_EXTRACTED DATA:_

• • • •

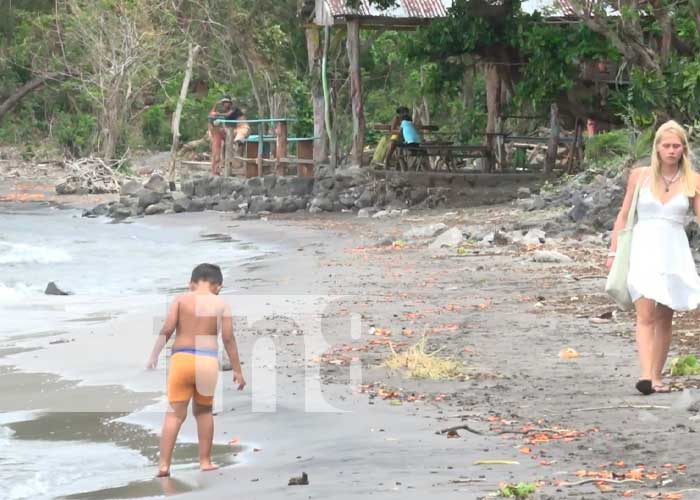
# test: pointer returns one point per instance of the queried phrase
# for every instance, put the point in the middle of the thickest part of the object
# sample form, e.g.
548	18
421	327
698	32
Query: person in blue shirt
403	132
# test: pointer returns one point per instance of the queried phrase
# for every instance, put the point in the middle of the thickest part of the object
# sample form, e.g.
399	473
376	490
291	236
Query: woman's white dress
661	263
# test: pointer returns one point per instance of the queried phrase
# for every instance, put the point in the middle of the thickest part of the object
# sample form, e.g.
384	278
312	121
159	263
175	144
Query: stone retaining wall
345	189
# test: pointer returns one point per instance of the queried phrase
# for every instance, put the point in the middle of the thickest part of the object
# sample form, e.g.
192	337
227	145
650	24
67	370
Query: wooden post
315	55
228	151
493	106
329	119
261	147
553	145
192	53
281	132
358	114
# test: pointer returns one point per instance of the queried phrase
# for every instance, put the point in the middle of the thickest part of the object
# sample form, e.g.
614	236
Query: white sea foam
63	468
23	253
15	293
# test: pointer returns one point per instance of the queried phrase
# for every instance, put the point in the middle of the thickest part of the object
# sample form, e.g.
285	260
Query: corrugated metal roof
417	9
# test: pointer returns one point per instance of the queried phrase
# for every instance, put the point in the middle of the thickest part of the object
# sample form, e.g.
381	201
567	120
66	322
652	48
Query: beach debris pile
91	176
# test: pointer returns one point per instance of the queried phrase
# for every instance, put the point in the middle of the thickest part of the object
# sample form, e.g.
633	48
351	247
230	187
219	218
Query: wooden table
437	156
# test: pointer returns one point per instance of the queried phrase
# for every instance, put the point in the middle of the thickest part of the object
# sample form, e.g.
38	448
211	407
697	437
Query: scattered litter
569	353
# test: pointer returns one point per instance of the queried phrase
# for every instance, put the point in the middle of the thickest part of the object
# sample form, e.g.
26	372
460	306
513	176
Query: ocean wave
15	293
22	253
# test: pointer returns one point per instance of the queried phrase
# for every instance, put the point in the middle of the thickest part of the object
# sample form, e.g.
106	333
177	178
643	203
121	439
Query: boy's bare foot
661	387
207	466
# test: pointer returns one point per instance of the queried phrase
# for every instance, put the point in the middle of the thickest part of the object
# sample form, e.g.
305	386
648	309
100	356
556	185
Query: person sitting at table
224	110
403	132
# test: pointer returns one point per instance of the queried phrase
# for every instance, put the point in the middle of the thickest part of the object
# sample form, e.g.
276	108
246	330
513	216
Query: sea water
105	266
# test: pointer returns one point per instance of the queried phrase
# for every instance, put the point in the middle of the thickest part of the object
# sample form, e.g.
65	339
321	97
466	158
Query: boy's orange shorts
193	374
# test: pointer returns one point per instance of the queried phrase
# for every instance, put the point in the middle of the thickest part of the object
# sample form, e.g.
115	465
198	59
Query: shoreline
504	316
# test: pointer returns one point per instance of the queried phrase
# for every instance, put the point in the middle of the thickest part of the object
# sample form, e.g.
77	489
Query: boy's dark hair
209	273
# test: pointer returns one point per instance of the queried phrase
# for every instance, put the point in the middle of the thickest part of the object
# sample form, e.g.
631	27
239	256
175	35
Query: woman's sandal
645	387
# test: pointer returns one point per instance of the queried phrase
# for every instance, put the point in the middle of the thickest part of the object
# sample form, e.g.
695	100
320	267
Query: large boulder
323	203
187	187
214	186
226	205
259	204
421	232
196	205
181	202
157	208
351	177
255	186
300	186
550	256
201	186
147	197
230	185
119	211
130	187
98	211
450	238
157	183
366	199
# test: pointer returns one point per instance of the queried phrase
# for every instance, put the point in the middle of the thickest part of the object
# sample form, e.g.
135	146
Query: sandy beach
322	301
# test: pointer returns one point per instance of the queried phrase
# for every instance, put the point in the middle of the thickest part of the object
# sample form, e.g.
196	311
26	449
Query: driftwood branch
624	407
601	480
21	92
91	176
459	428
192	53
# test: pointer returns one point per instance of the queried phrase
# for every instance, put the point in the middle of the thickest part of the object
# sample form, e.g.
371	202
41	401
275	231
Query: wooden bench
249	158
438	156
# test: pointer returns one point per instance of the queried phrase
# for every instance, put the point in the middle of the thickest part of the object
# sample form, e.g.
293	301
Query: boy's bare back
198	317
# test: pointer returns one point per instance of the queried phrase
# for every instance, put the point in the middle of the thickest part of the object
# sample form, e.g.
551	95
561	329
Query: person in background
403	131
224	110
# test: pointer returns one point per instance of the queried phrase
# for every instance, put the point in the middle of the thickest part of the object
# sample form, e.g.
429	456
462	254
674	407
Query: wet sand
505	317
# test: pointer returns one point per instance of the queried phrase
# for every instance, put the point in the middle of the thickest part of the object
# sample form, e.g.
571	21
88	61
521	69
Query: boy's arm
229	342
165	333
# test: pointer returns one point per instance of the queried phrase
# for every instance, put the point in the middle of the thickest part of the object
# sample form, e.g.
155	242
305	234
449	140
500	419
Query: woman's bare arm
621	220
696	198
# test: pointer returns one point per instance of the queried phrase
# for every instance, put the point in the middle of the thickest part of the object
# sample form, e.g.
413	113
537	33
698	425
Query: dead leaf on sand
569	353
604	488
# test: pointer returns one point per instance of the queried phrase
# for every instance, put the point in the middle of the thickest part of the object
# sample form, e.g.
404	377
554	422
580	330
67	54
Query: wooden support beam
315	54
358	115
261	147
281	131
553	144
228	151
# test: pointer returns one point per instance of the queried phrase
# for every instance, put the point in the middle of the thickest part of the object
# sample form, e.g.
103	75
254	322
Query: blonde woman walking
662	275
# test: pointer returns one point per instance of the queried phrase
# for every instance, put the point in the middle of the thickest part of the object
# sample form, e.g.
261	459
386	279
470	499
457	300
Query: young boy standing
197	316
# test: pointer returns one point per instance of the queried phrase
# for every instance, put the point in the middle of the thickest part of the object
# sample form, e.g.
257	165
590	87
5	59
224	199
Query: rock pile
224	194
592	202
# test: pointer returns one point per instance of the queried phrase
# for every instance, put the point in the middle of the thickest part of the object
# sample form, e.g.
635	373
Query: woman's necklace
668	182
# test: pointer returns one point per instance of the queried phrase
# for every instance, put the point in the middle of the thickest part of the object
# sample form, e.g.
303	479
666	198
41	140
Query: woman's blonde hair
686	170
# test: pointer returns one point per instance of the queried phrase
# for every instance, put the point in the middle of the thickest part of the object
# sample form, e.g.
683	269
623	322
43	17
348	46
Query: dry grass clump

• • • •

_WORK ITEM:_ Could every entry above be printed again exactly, images excluded?

_PROBLEM SOLUTION:_
# test: pointer returns one point per instance of the queried phrase
# for every instance, put the point in the middle of the thickest part of the object
# sample form, e.g.
548	18
421	327
698	32
Query: person in blue shirt
403	132
# test: pointer returns one point per instance of the queried phrase
# for every instance, put the point in the middle of the thickest part of the object
# sample form, e.g.
399	473
376	490
291	236
Query: woman's white dress
661	263
# test: pointer returns one point per instance of the queried phrase
# for every instance, put the point in the middle of the thickest part of the object
# sample form, e.g.
384	278
312	121
159	263
175	144
Query: stone retaining wall
345	189
# test: pointer returns one point per instance of the queried phrase
# for every instance, put the point in the middle of the thickest part of the object
# sample form, e.g.
192	337
227	145
650	24
67	370
Query: wooden post
315	55
228	151
493	106
329	119
261	147
553	145
192	53
281	132
358	114
# test: pointer returns one point per instance of the queried phrase
# for every instance, put the point in the middle of the thickest part of the object
# sample form, e.g.
614	236
Query: white sea foam
63	468
23	253
15	293
# test: pointer returns one point per instance of the queried phrase
# for every instance, put the point in the middle of the thickest part of the object
# sample form, e.g.
285	260
Query: corrugated metal roof
417	9
# test: pointer returns one point per instance of the queried phrase
# for every instance, put the point in the middle of the thickest part of the object
# sample form, e.g.
381	201
567	120
66	322
652	48
Query: beach debris pile
91	176
# test: pointer returns one point per instance of the queried phrase
# for every instance, put the point in the middle of the thickest part of the object
# sample form, e.g.
633	48
351	247
230	187
219	218
Query: wooden table
437	156
# test: pointer returns one point per instance of the queried phrase
# for every instance, put the point in the middle of the thickest part of the object
# sample form, e.g.
38	448
211	407
697	437
Query: scattered litter
569	353
# test: pointer returns one point per instance of the queried phrase
# for every instance, put the point in the middle of the thickest part of the object
# sample form, e.g.
26	372
460	306
513	176
Query: ocean wave
15	293
22	253
# test: pointer returns one point per instance of the queried phrase
# for every instance, put the point in the middle of the thickest part of the object
# sample form, e.g.
106	333
177	178
643	203
121	439
Query: boy's bare foot
661	387
207	466
# test: pointer returns one point per instance of the queried phrase
# for every instance, put the point in the middle of the thickest part of the object
# sample form, e.g.
305	386
648	309
100	356
556	185
Query: person sitting at table
224	110
403	132
# test: pointer returns one point per instance of the queried phrase
# for every instance, put the point in the middle of the thickest part of the object
# sample form, e.g.
276	108
246	330
513	216
Query: sea water
105	266
# test: pointer returns one point per instance of the queried phrase
# for every instance, put the point in the middle of the thickest part of the object
# sample form, e.g.
65	339
321	97
466	158
Query: boy's orange shorts
193	374
# test: pointer returns one point per instance of the queried phrase
# for every instance, put the point in the middle of the thickest part of the object
# sample form, e.g.
115	465
198	59
Query: shoreline
504	316
# test: pointer returns one point per instance of the queried phrase
# for every instance, put the point in the middle of the thickest part of the object
# sample form, e.g.
77	489
Query: boy's dark hair
209	273
# test: pointer returns one point per instance of the queried phrase
# for every instance, put the point in the middle of the thickest part of the object
# sample form, e.g.
631	27
239	256
175	35
Query: woman's sandal
645	387
# test: pointer returns one point per instance of the queried phrase
# for every instance, put the point in the middle of the thickest part of the object
# sample form, e.g.
695	100
320	267
Query: large boulder
323	203
187	187
214	186
226	205
259	204
421	232
196	205
181	202
157	208
351	177
255	186
300	186
550	256
201	186
147	197
230	185
119	211
130	187
98	211
450	238
157	183
366	199
# test: pointer returns one point per instance of the queried phrase
# for every instance, put the point in the middle of the thickest part of the object
# sample form, e.g.
135	146
Query: sandy beach
322	301
# test: pointer returns one point per instance of the queried phrase
# for every instance, put the point in the middle of the thickest part of the object
# sample form, e.g.
196	311
26	449
Query: driftwood branch
624	407
601	480
21	92
91	176
459	428
192	53
# test: pointer returns one point per instance of the queried phrase
# for every instance, put the point in the middle of the thickest part of the object
# sample form, e.g.
371	202
41	401
275	231
Query: wooden bench
249	158
438	156
# test: pointer returns one point per instance of the queried phrase
# for every instance, put the point in the middle of the thickest part of the object
# sample form, e.g.
293	301
Query: boy's bare back
198	317
# test: pointer returns one point per instance of the queried phrase
# for every instance, put the point in the middle of the thickest part of the object
# sample form, e.g.
551	95
561	329
Query: person in background
403	131
224	110
# test: pointer returns one point per instance of the queried phrase
# for every instance, put the point in the middle of the thickest part of the object
# sample form, e.g.
429	456
462	254
674	407
Query: wet sand
505	317
# test: pointer returns one point per instance of the queried phrase
# for every instance, put the point in the middle of the thickest part of the object
# sample form, e.g.
571	21
88	61
521	69
Query: boy's arm
229	342
165	333
# test: pointer returns one point per instance of the queried phrase
# for every instance, put the point in the middle of the thickest part of the object
# sample form, e.g.
155	242
305	234
449	140
500	419
Query: woman's bare arm
621	220
696	198
# test: pointer returns one point per instance of the queried phrase
# for every instance, put the point in the middle of the thickest part of the object
# sample form, e.g.
413	113
537	33
698	425
Query: dead leaf on sand
569	353
604	488
# test: pointer returns one point per instance of the queried phrase
# for every instance, put the point in the middle of the thickest part of the object
# sample form, e.g.
404	377
554	422
580	330
67	54
Query: wooden support beam
315	54
358	115
261	147
281	131
553	144
228	151
# test: pointer returns one point per instance of the queried phrase
# for every instance, put the point in the middle of the thickest part of the object
# sample form, e.g.
103	75
254	322
Query: blonde woman walking
662	275
# test: pointer returns one point per instance of the queried phrase
# for every instance, put the point in the middle of the thickest part of the object
# sample form, e.g.
261	459
386	279
470	499
457	300
Query: young boy standing
197	316
# test: pointer returns one point per instance of the queried phrase
# for every instance, put the point in the middle of the thickest part of the object
# sample form, e.g.
257	165
590	87
5	59
224	199
Query: rock pile
224	194
592	202
# test: pointer returns one point per instance of the queried phrase
# for every instance, put the point in the middle of the thickest part of the object
# sample form, e.g.
635	373
Query: woman's necklace
668	182
# test: pointer returns one point per instance of the queried phrase
# for every instance, put the point in the middle of the thickest part of the object
# sample form, e.g.
303	479
666	198
41	140
Query: woman's blonde hair
686	170
# test: pointer returns one point per instance of the queried phrase
# for every instance, put the point in the middle of the thickest part of the object
# sample form, e.g.
683	269
623	322
43	17
348	46
Query: dry grass clump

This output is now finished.